**TEXTO SELECCIONADO:**
:::::

Una cosa es, con todo, el estrépito de la novedad y otra cosa serán las consecuencias de la novedad. La hiperactividad pública de Jorge Capitanich es la exacta contracara del letargo adulador de Abal Medina. Capitanich deslumbró con dos frases y un par de reuniones. Las teorías premodernas de Axel Kicillof son palabras amables comparadas con el despotismo barriobajero de Guillermo Moreno.
Kicillof es tan arrogante y despectivo como Moreno, pero nunca llegó, hasta ahora, al insulto chabacano del ex secretario. Las formas han cambiado pero nada indica que variarán las políticas fundamentales de la administración, que la Presidenta ratificó.
La larga carrera de Moreno en el poder cuestiona la plenitud de la democracia argentina. Moreno es obscenamente autoritario, un maltratador serial que cultiva el sadismo político. Estuvo diez años en la administración.
¿Su presencia no interpela, acaso, a la política, a los empresarios, a la Justicia y a la propia sociedad que lo toleraron? ¿Cómo pudo el sistema político aceptar que semejante funcionario hiciera lo que hizo desde un Estado supuestamente democrático? Lo que deja en la economía, además, es un páramo de destrucción y dependencia tras la mejor década internacional que tuvo la Argentina en mucho tiempo.
Después de él, el país depende dramáticamente de la energía importada. Durante este año, el Gobierno no quiso importar trigo por razones ideológicas, pero los argentinos llegaron a pagar 26 pesos el kilo de pan. Moreno había intervenido antes en el mercado del trigo.
Moreno es ya el pasado y, como López Rega en su momento, debió optar por el exilio voluntario. Sus políticas, sin embargo, se alargarán en el tiempo. A Cristina le gustan esos sistemas y esos modos en los que ella, y no la sociedad, decide con prepotencia sobre toda la economía. Ahora le será más complicado. La Presidenta se verá obligada con mucha frecuencia a laudar entre el jefe de Gabinete y el ministro de Economía.
Antiguos socios en una consultora privada, a Capitanich y a Kicillof los separarán de aquí en más el poder y la ideología. Los dos son constructores compulsivos de poder y a ambos les cuesta compartirlo. La ideología es una diferencia más profunda aún. Capitanich expresa a la eterna corporación peronista y Kicillof nunca fue eso; pertenece al sector cristinista de jóvenes que llegaron al poder sin ningún esfuerzo. Alberto Fernández suele recordar siempre la primera entrevista que tuvo con Kicillof, cuando aquél era todavía jefe de Gabinete. Kicillof hablaba críticamente de "ustedes" y se diferenciaba con "nosotros", en una clara réplica al peronismo kirchnerista.
Contra la definición de político de centroizquierda que hicieron algunos, Capitanich es, como todo caudillo peronista del interior, un conservador hecho y derecho. Sabe de economía pero aprendió en los manuales del muy ortodoxo instituto universitario Eseade, donde cursó una maestría. Kicillof toca otra melodía.

:::::

**ÍTEMS LISTADOS:**
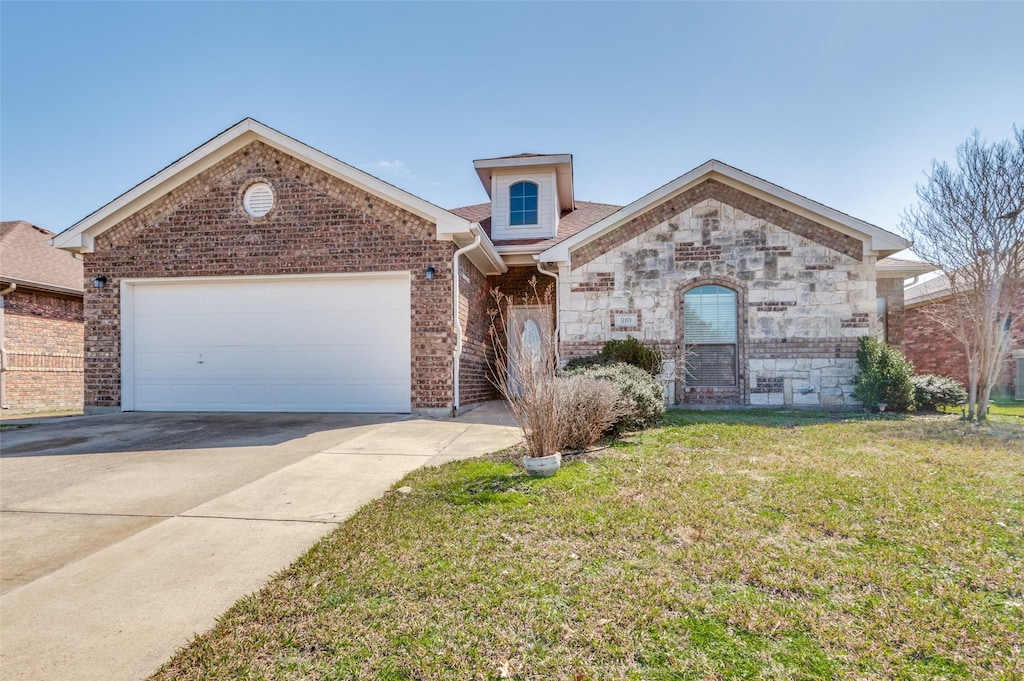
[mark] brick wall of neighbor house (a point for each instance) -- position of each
(892, 291)
(933, 350)
(474, 300)
(43, 341)
(806, 294)
(318, 225)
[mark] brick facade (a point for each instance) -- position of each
(477, 352)
(43, 335)
(934, 350)
(320, 224)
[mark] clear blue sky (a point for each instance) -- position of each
(846, 103)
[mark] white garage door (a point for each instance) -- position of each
(272, 344)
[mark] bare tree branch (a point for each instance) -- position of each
(970, 223)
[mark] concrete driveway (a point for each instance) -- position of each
(122, 536)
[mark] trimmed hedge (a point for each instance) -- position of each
(641, 396)
(932, 391)
(883, 376)
(630, 351)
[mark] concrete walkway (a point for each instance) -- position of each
(122, 536)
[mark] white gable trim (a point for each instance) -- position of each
(876, 240)
(450, 226)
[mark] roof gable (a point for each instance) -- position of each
(29, 259)
(777, 205)
(81, 236)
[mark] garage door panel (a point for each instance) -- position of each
(337, 344)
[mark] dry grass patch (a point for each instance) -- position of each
(750, 545)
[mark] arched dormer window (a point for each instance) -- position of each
(522, 204)
(710, 336)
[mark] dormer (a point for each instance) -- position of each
(528, 193)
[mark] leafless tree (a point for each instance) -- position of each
(969, 223)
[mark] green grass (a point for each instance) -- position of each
(743, 545)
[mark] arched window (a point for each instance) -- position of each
(522, 204)
(710, 336)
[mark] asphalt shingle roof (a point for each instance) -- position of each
(570, 222)
(27, 256)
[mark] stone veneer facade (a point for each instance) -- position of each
(320, 224)
(43, 350)
(805, 295)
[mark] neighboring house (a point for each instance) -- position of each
(40, 322)
(933, 349)
(258, 273)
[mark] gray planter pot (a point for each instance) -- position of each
(543, 466)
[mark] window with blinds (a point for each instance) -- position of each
(710, 336)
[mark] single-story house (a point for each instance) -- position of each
(41, 323)
(259, 273)
(933, 349)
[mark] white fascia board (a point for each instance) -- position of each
(79, 237)
(876, 240)
(902, 268)
(548, 160)
(516, 259)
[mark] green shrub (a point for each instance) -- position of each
(641, 396)
(932, 391)
(585, 363)
(883, 376)
(630, 351)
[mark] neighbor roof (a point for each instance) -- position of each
(933, 289)
(29, 260)
(876, 239)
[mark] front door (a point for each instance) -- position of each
(528, 341)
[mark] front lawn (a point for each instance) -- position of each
(742, 545)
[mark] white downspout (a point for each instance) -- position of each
(558, 309)
(456, 275)
(3, 349)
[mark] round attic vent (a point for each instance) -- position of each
(258, 200)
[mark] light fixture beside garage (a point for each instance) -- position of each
(258, 200)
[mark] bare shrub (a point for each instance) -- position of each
(525, 376)
(588, 408)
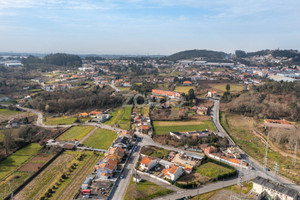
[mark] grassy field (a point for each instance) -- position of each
(240, 129)
(212, 170)
(101, 139)
(121, 116)
(163, 127)
(145, 190)
(76, 133)
(233, 87)
(183, 89)
(7, 112)
(15, 160)
(60, 120)
(41, 183)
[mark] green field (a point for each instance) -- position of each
(121, 116)
(233, 87)
(145, 190)
(7, 112)
(212, 170)
(60, 120)
(15, 160)
(183, 89)
(160, 128)
(101, 139)
(240, 129)
(76, 133)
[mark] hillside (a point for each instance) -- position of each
(190, 54)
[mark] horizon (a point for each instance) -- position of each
(139, 27)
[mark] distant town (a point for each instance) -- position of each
(197, 124)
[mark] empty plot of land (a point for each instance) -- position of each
(76, 133)
(100, 139)
(163, 127)
(14, 161)
(41, 183)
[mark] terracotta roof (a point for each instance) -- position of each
(146, 160)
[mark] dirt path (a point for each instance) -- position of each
(77, 179)
(40, 183)
(272, 146)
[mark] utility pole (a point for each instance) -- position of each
(266, 154)
(295, 154)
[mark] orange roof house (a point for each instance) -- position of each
(83, 114)
(173, 172)
(147, 163)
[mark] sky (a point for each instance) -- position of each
(141, 27)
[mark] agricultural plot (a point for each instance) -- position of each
(222, 87)
(100, 139)
(240, 129)
(17, 177)
(75, 133)
(163, 127)
(17, 159)
(145, 190)
(121, 116)
(42, 182)
(212, 170)
(183, 89)
(60, 120)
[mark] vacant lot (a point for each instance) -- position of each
(222, 87)
(76, 133)
(121, 116)
(60, 120)
(240, 128)
(183, 89)
(145, 190)
(101, 139)
(154, 151)
(212, 170)
(7, 112)
(18, 158)
(41, 183)
(163, 127)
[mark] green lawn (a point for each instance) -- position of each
(212, 170)
(201, 125)
(121, 116)
(60, 120)
(101, 139)
(183, 89)
(7, 112)
(76, 133)
(145, 190)
(15, 160)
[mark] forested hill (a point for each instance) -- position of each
(52, 61)
(190, 54)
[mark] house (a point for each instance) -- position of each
(121, 142)
(210, 149)
(173, 172)
(202, 111)
(83, 114)
(170, 94)
(106, 168)
(212, 94)
(267, 189)
(147, 163)
(187, 83)
(94, 113)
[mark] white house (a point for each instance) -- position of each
(173, 172)
(265, 188)
(147, 163)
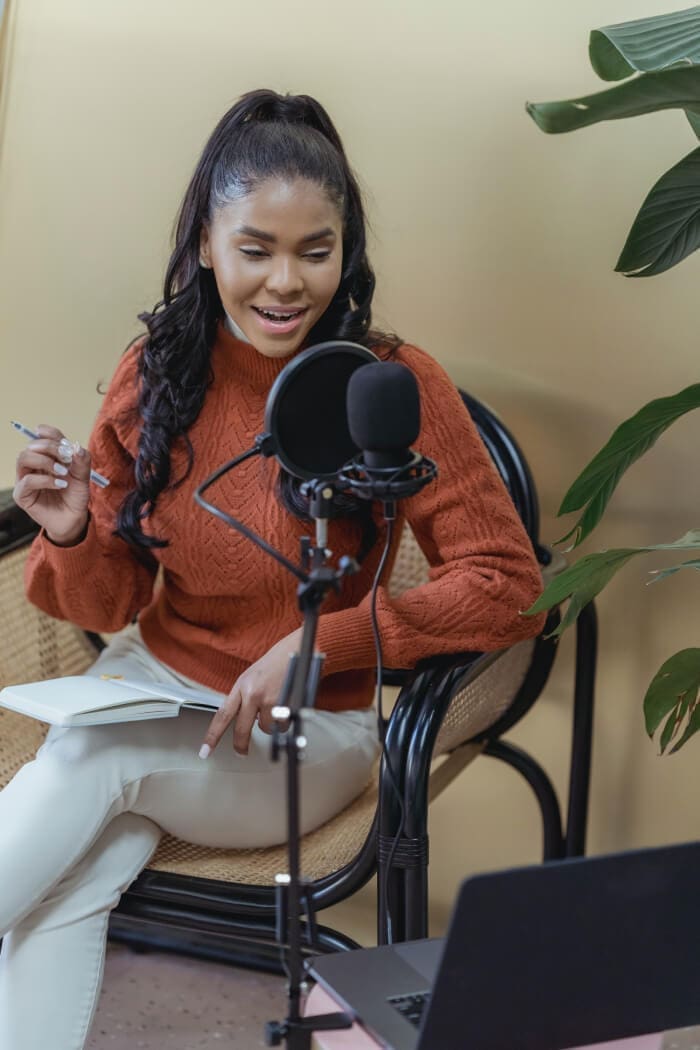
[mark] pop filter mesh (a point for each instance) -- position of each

:::::

**TAREAS DEL EJERCICIO:**
**A.** Resume el texto seleccionado en dos oraciones.
**B.** Según el texto seleccionado, ¿qué separará de aquí en más a Capitanich y a Kicillof? Explícalo en dos oraciones.
**C.** Por favor, reproduce del texto seleccionado el fragmento que va desde "Después de él, el" hasta "ministro de Economía.".

**RESULTADOS ESPERADOS:**
**A.** El texto sostiene que las formas han cambiado en el Gobierno, pero nada indica que variarán sus políticas fundamentales, y critica con dureza a Moreno por su autoritarismo y por dejar en la economía un páramo de destrucción y dependencia. Además, anticipa que la Presidenta tendrá que laudar con frecuencia entre Capitanich y Kicillof, a quienes separarán el poder y la ideología.

**B.** Los separará el poder, porque los dos son constructores compulsivos de poder y a ambos les cuesta compartirlo. También los separará la ideología, ya que Capitanich expresa a la eterna corporación peronista, mientras que Kicillof pertenece al sector cristinista de jóvenes que llegaron al poder sin ningún esfuerzo.

**C.**
Después de él, el país depende dramáticamente de la energía importada. Durante este año, el Gobierno no quiso importar trigo por razones ideológicas, pero los argentinos llegaron a pagar 26 pesos el kilo de pan. Moreno había intervenido antes en el mercado del trigo.
Moreno es ya el pasado y, como López Rega en su momento, debió optar por el exilio voluntario. Sus políticas, sin embargo, se alargarán en el tiempo. A Cristina le gustan esos sistemas y esos modos en los que ella, y no la sociedad, decide con prepotencia sobre toda la economía. Ahora le será más complicado. La Presidenta se verá obligada con mucha frecuencia a laudar entre el jefe de Gabinete y el ministro de Economía.